### OPDRACHT 1
Haal uit het artikel het stuk van "Artikel 260 (Dagvaarding" tot en met "of onvoldoende beheerst." woordelijk over.
### OPDRACHT 2
Wanneer moet volgens het artikel in ieder geval een tolk worden opgeroepen? Geef alstublieft het antwoord in één zin.

Terug naar bibliotheek
Tweede Boek. Strafvordering in eersten aanleg
Titel V. Aanhangig maken der zaak ter terechtzitting
Artikel 260

Artikel 260 (Dagvaarding en oproepingen ter terechtzitting)

Laatste versie

1. De officier van justitie is bevoegd getuigen, slachtoffers of hun nabestaanden, deskundigen en tolken ter terechtzitting schriftelijk te doen oproepen. Een tolk wordt in ieder geval opgeroepen, indien de verdachte de Nederlandse taal niet of onvoldoende beheerst.

2. Indien het slachtoffer, bedoeld in artikel 51e, tweede lid, en degenen die te kennen hebben gegeven gebruik te willen maken van het spreekrecht op grond van artikel 51e, derde, vierde, zevende of achtste lid, schriftelijk verzoeken om oproeping voor de uitoefening van het spreekrecht, geeft de officier van justitie daaraan gehoor.

3. Bij de dagvaarding van de verdachte wordt opgave gedaan van de naam, het beroep en de woon- of verblijfplaats, of bij onbekendheid daarvan de aanduiding van de getuigen en deskundigen die door de officier van justitie zijn opgeroepen. Ook van de oproeping van een persoon die bevoegd is het spreekrecht uit te oefenen, van de benadeelde partij voor zover dit niet eerder op grond van artikel 51g is geschied, en van een tolk wordt opgave gedaan.

4. Aan de verdachte wordt daarbij kenbaar gemaakt dat hij het recht heeft getuigen en deskundigen schriftelijk te doen oproepen of op de terechtzitting mede te brengen; hij wordt daarbij tevens opmerkzaam gemaakt op de voorschriften van de artikelen 262, eerste lid, 263, eerste, tweede en derde lid, 258a en 278, tweede en derde lid.

### AANGELEVERDE LIJST
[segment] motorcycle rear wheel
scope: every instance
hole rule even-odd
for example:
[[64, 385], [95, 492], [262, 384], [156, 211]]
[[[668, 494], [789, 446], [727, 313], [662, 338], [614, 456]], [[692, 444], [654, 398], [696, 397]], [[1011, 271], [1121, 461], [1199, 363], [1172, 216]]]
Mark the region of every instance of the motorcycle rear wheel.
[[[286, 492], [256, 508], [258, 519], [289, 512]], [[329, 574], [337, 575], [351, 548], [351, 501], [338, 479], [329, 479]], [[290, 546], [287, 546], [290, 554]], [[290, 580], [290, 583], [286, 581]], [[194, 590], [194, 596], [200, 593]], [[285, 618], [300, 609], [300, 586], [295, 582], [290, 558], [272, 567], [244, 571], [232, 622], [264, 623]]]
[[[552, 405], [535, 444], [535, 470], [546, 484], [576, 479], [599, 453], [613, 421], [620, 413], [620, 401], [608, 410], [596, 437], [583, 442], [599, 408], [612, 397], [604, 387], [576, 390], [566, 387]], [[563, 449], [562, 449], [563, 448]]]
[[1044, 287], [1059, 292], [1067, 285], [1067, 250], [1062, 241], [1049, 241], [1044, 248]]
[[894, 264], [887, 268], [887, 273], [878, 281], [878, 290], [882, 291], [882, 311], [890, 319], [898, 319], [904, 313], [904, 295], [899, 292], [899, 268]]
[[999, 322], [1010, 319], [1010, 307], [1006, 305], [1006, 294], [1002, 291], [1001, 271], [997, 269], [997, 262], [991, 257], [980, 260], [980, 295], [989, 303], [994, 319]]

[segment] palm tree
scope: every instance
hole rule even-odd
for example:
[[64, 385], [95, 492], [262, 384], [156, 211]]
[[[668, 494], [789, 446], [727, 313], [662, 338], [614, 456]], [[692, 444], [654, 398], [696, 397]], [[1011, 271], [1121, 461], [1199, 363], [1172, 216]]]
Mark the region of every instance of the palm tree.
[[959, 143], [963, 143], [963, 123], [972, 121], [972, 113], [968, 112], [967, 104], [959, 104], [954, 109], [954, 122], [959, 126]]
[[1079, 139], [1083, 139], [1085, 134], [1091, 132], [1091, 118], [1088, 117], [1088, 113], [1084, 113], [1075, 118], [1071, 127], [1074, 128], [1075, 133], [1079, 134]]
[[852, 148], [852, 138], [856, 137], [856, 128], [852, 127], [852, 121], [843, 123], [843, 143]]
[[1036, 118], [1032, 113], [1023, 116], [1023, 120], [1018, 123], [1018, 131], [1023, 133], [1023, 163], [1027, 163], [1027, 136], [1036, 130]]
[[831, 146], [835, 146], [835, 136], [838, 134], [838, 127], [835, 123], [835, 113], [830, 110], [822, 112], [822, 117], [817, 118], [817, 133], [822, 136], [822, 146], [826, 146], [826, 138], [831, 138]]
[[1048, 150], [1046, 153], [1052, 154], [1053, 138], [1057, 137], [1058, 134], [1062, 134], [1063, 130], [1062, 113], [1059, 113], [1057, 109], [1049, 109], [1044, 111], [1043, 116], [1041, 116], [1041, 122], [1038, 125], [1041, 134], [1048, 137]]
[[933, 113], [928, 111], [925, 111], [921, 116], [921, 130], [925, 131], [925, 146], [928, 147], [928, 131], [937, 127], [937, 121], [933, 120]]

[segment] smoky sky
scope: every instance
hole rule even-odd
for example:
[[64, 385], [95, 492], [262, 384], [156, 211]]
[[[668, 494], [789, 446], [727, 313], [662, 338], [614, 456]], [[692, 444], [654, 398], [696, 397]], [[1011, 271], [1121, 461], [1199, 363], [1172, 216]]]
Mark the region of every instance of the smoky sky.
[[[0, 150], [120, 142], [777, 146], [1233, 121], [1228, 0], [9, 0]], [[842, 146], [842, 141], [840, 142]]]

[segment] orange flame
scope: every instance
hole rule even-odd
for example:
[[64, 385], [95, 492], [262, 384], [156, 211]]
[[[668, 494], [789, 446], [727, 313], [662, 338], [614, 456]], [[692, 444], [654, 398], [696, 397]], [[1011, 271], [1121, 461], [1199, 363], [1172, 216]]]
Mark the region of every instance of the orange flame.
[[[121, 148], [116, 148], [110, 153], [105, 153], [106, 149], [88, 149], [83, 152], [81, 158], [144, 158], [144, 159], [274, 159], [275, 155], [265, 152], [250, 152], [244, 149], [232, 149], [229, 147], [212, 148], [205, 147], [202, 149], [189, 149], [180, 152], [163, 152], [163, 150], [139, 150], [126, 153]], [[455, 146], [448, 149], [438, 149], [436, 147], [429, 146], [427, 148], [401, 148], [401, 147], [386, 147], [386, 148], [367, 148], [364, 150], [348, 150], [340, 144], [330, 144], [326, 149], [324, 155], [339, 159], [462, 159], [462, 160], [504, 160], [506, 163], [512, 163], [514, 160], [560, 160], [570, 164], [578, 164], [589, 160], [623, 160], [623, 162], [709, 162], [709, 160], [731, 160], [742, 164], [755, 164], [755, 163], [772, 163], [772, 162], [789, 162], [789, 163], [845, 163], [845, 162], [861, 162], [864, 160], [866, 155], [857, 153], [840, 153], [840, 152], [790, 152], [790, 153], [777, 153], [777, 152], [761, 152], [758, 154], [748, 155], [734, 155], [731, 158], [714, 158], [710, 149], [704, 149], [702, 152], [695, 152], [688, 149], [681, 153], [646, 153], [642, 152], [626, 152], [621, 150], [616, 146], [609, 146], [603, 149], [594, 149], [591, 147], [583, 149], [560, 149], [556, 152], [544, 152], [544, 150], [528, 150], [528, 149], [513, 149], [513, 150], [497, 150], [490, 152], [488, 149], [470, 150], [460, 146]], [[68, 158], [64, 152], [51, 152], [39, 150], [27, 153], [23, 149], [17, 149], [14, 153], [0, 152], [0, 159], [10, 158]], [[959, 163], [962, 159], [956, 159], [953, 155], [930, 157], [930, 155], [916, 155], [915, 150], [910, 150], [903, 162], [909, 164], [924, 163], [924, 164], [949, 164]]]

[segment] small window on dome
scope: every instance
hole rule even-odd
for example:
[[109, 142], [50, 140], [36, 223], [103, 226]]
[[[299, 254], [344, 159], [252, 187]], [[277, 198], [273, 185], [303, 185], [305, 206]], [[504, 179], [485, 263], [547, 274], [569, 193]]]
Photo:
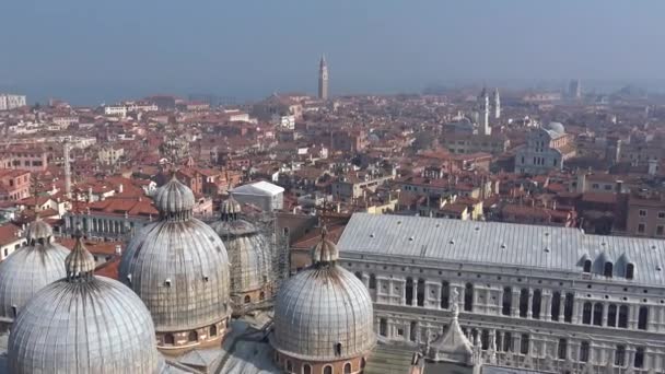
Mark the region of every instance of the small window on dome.
[[610, 261], [605, 262], [605, 268], [604, 268], [603, 274], [605, 277], [611, 278], [612, 272], [614, 272], [614, 265]]
[[335, 344], [335, 355], [336, 357], [341, 355], [341, 343], [339, 343], [339, 342]]
[[626, 279], [633, 279], [634, 274], [635, 274], [634, 264], [628, 264], [626, 266]]

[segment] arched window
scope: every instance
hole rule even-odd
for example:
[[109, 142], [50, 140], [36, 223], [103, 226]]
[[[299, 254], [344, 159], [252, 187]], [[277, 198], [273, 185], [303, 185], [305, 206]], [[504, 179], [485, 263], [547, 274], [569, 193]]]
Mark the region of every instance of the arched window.
[[591, 303], [584, 303], [584, 308], [582, 309], [582, 324], [591, 325]]
[[559, 360], [568, 359], [568, 340], [559, 339]]
[[386, 320], [386, 318], [381, 318], [378, 320], [378, 335], [381, 335], [382, 337], [388, 336], [388, 322]]
[[370, 290], [376, 290], [376, 276], [370, 274]]
[[609, 304], [607, 307], [607, 327], [617, 327], [617, 305]]
[[418, 287], [416, 289], [416, 300], [418, 306], [424, 306], [424, 279], [418, 280]]
[[540, 301], [542, 296], [542, 292], [540, 290], [534, 291], [534, 299], [532, 300], [532, 316], [535, 319], [540, 319]]
[[526, 318], [528, 312], [528, 289], [520, 291], [520, 317]]
[[411, 341], [416, 341], [416, 339], [418, 338], [418, 323], [416, 323], [415, 320], [411, 322], [411, 325], [409, 326], [409, 340]]
[[581, 362], [588, 362], [588, 351], [590, 351], [588, 341], [583, 341], [580, 344], [580, 361]]
[[563, 304], [563, 322], [571, 323], [573, 320], [574, 303], [575, 303], [575, 295], [572, 293], [567, 293], [565, 302]]
[[482, 332], [480, 332], [480, 348], [483, 350], [487, 350], [490, 348], [490, 331], [489, 330], [482, 330]]
[[628, 328], [628, 305], [619, 306], [619, 327]]
[[450, 295], [451, 284], [446, 281], [441, 283], [441, 308], [447, 309], [450, 307]]
[[626, 365], [626, 346], [617, 346], [617, 351], [615, 353], [615, 365]]
[[584, 260], [584, 272], [591, 272], [591, 260]]
[[640, 330], [645, 330], [648, 322], [649, 322], [649, 307], [640, 306], [640, 312], [638, 314], [638, 328]]
[[551, 319], [559, 320], [559, 312], [561, 312], [561, 292], [552, 293], [552, 307], [550, 311]]
[[506, 287], [503, 289], [503, 307], [501, 314], [504, 316], [511, 315], [511, 308], [513, 307], [513, 289]]
[[503, 336], [503, 351], [512, 352], [513, 351], [513, 335], [509, 331]]
[[474, 311], [474, 284], [471, 283], [466, 283], [464, 290], [464, 309], [466, 312]]
[[638, 369], [644, 366], [644, 348], [640, 347], [635, 349], [635, 361], [633, 362], [633, 366]]
[[614, 265], [610, 261], [605, 262], [605, 268], [603, 270], [603, 274], [605, 277], [611, 278], [612, 272], [614, 272]]
[[594, 305], [594, 326], [603, 326], [603, 304]]
[[634, 264], [628, 264], [626, 266], [626, 279], [632, 279], [635, 276], [635, 266]]
[[341, 343], [335, 343], [335, 355], [336, 357], [340, 357], [341, 355]]
[[407, 305], [413, 305], [413, 279], [407, 278], [407, 288], [405, 290], [405, 296], [407, 299]]

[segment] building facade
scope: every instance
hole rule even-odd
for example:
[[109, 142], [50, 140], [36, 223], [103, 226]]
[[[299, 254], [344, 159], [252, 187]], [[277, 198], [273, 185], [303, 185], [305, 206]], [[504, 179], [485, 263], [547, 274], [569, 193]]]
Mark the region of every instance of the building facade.
[[530, 131], [526, 144], [515, 154], [515, 173], [547, 174], [563, 168], [563, 162], [575, 155], [572, 139], [563, 125], [551, 122]]
[[497, 360], [557, 373], [665, 370], [663, 241], [576, 229], [354, 214], [340, 264], [385, 339], [427, 346], [452, 318]]
[[325, 56], [318, 62], [318, 98], [328, 100], [328, 65]]
[[27, 105], [25, 95], [0, 94], [0, 110], [11, 110]]

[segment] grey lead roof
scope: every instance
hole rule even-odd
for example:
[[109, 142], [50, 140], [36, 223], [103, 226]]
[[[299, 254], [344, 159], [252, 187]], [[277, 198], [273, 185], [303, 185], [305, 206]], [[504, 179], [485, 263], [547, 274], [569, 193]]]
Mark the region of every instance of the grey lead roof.
[[478, 222], [404, 215], [354, 213], [341, 235], [345, 253], [392, 255], [451, 262], [499, 265], [582, 274], [584, 258], [591, 277], [603, 276], [605, 259], [614, 259], [614, 278], [665, 285], [665, 241], [584, 234], [578, 229]]

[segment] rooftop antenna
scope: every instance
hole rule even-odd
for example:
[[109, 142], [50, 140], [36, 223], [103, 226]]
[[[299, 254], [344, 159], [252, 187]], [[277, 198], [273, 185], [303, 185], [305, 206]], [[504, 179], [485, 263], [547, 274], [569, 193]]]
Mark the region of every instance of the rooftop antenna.
[[71, 165], [69, 159], [71, 144], [69, 143], [69, 139], [65, 139], [65, 192], [68, 199], [71, 199]]

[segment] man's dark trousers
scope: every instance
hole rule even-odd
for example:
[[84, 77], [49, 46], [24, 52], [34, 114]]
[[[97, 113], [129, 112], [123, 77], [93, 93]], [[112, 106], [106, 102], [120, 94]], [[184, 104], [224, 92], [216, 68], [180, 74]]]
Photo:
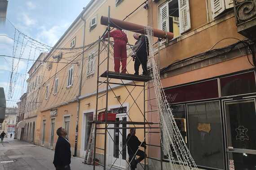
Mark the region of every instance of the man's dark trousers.
[[143, 74], [144, 75], [147, 75], [147, 56], [143, 55], [137, 56], [135, 58], [135, 61], [134, 62], [134, 70], [135, 71], [135, 75], [139, 75], [139, 69], [141, 64], [143, 70]]
[[[140, 157], [139, 157], [139, 158], [137, 159], [137, 160], [135, 161], [135, 156], [134, 156], [134, 155], [132, 155], [132, 154], [129, 155], [129, 162], [130, 162], [130, 164], [131, 164], [131, 167], [132, 170], [134, 170], [135, 169], [135, 168], [137, 168], [137, 167], [133, 167], [132, 166], [132, 165], [133, 165], [133, 161], [136, 161], [137, 162], [139, 163], [142, 160], [144, 159], [144, 158], [145, 158], [145, 153], [140, 149], [138, 150], [138, 151], [136, 153], [136, 155], [137, 155]], [[132, 158], [133, 158], [133, 159], [132, 160]]]
[[71, 170], [70, 166], [69, 165], [66, 165], [64, 167], [56, 167], [56, 170]]
[[53, 164], [56, 170], [69, 170], [71, 163], [70, 144], [64, 137], [59, 136], [55, 146]]

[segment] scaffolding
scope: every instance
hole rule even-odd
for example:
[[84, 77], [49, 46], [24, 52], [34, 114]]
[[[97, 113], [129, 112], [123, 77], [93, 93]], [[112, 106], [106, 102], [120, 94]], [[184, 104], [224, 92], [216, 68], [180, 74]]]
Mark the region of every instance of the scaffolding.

### JUISTE ANTWOORD 1
Artikel 260 (Dagvaarding en oproepingen ter terechtzitting)

Laatste versie

1. De officier van justitie is bevoegd getuigen, slachtoffers of hun nabestaanden, deskundigen en tolken ter terechtzitting schriftelijk te doen oproepen. Een tolk wordt in ieder geval opgeroepen, indien de verdachte de Nederlandse taal niet of onvoldoende beheerst.

### JUISTE ANTWOORD 2
Een tolk wordt in ieder geval opgeroepen als de verdachte de Nederlandse taal niet of onvoldoende beheerst.